### GOAL OF THE EXERCISE
Every line below should be repeated exactly.

### DATA PROVIDED
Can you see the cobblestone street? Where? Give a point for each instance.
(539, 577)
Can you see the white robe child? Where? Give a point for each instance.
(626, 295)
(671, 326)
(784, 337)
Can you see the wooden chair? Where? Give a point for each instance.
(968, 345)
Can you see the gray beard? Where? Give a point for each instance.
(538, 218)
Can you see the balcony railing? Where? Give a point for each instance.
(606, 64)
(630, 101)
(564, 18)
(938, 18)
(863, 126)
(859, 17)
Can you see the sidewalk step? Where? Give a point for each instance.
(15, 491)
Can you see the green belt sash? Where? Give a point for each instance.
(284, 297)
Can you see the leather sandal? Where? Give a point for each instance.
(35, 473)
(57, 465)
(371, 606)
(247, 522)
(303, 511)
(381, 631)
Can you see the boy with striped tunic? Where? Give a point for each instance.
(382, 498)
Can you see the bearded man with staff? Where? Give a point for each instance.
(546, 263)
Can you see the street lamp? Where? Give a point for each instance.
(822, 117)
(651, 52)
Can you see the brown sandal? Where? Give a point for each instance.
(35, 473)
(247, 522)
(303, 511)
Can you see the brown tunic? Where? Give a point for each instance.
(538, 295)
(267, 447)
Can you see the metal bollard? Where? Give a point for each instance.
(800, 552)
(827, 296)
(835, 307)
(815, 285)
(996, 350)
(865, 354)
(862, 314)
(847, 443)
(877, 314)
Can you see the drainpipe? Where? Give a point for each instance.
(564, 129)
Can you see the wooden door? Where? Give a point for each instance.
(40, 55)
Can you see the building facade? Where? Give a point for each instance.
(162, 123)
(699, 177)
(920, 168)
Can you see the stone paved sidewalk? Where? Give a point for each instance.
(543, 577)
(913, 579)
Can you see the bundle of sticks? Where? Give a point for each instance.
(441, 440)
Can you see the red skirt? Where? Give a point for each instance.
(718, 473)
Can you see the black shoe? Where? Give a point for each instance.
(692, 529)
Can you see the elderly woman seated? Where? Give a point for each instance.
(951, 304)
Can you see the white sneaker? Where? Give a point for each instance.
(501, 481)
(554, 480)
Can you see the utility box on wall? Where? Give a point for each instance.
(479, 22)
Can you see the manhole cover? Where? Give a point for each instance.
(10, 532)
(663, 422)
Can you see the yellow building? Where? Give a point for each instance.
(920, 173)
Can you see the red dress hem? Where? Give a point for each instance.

### TASK SOLUTION
Can you see the cobblestone street? Where? Give a point for each instance.
(539, 577)
Can you see the white robe child? Where? Give a point for each instance.
(626, 295)
(671, 326)
(784, 337)
Can you see the wooden chair? Where? Give a point for each instance.
(968, 345)
Can you see the gray beard? Where? Give a point for each instance.
(538, 218)
Can you see the balcony railing? Where? Give a point for each instance.
(606, 64)
(630, 101)
(564, 18)
(938, 18)
(863, 126)
(859, 17)
Can you see the sidewalk step? Where? Give a point for each instance.
(15, 491)
Can you see the green belt sash? Where? Give a point for each instance.
(284, 297)
Can you see the leather sandal? Where? Give a point for each instance.
(35, 473)
(57, 465)
(371, 606)
(247, 522)
(303, 511)
(381, 631)
Can you see the boy with striped tunic? Where? Give a point for each instance.
(382, 498)
Can you see the bearded man with staff? Where? Give a point for each instance.
(546, 263)
Can you see the street lamp? Where? Give a point for each instance.
(822, 117)
(651, 52)
Can you see the brown sandal? Where? Give a point for each instance.
(35, 473)
(247, 522)
(303, 511)
Can you see the brown tunic? Where? Give a point for each instance.
(538, 295)
(267, 447)
Can you see the metal bollard? Where? Give a point for each instance.
(800, 552)
(827, 296)
(835, 307)
(815, 285)
(996, 350)
(865, 354)
(862, 314)
(847, 443)
(877, 314)
Can you see the drainpipe? Where? Give a point for each instance.
(564, 129)
Can you see the wooden door? Where? Give a point for each instance.
(40, 55)
Can you see the building facade? Where? Give a point for each instance.
(162, 123)
(699, 177)
(920, 168)
Can you see the stone paved sidewalk? Where? Give a point for each instance.
(543, 577)
(913, 579)
Can you see the bundle of sticks? Where? Give a point for each instance.
(441, 440)
Can you see the red skirt? Where? Give a point for each instance.
(718, 473)
Can you see the black shoe? Where? Give a point for each instance.
(692, 529)
Can you see the elderly woman seated? Where? Give a point for each instance.
(951, 304)
Can you see the white sneaker? Where? Give a point for each instance.
(501, 481)
(554, 480)
Can you see the utility box on wall? Where? Give a point for each instance.
(479, 22)
Can you see the manhole cover? Where? Give a point for each instance.
(10, 532)
(663, 422)
Can you see the yellow building? Where? Give a point for each instance.
(920, 173)
Can you see the red dress hem? Where? Give a point for each instance.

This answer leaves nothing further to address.